Data to use Start Marker
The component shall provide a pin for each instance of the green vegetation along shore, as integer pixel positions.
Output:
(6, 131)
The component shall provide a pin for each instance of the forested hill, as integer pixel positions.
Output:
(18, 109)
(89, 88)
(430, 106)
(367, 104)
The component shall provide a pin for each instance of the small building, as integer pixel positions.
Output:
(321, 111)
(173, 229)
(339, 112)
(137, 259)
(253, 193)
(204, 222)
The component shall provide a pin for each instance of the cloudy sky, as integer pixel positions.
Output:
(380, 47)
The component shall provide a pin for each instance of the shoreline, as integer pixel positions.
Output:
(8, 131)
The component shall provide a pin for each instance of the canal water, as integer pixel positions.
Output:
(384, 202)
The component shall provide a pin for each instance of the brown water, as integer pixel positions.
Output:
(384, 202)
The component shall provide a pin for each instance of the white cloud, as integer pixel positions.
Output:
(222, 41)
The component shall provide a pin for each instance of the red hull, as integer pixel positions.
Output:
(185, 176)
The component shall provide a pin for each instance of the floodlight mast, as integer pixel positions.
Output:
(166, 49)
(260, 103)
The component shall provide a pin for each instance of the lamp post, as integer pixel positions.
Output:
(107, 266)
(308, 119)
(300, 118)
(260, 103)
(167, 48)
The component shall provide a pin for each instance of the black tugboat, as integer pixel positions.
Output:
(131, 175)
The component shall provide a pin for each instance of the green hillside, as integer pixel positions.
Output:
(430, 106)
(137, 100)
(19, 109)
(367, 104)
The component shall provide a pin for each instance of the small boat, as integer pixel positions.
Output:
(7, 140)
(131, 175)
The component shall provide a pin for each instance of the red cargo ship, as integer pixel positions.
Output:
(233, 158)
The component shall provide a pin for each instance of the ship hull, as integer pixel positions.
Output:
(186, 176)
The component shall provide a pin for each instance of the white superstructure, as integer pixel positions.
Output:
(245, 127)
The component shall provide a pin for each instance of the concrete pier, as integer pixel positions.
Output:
Data to use End Marker
■ How to complete this task ■
If a line in the data above holds the string "hull", report that line.

■ Final answer ■
The component shall provide a pin for each instance of the red hull, as integer pixel positions.
The component shall provide a pin for each instance of the ship hull, as integer pixel positions.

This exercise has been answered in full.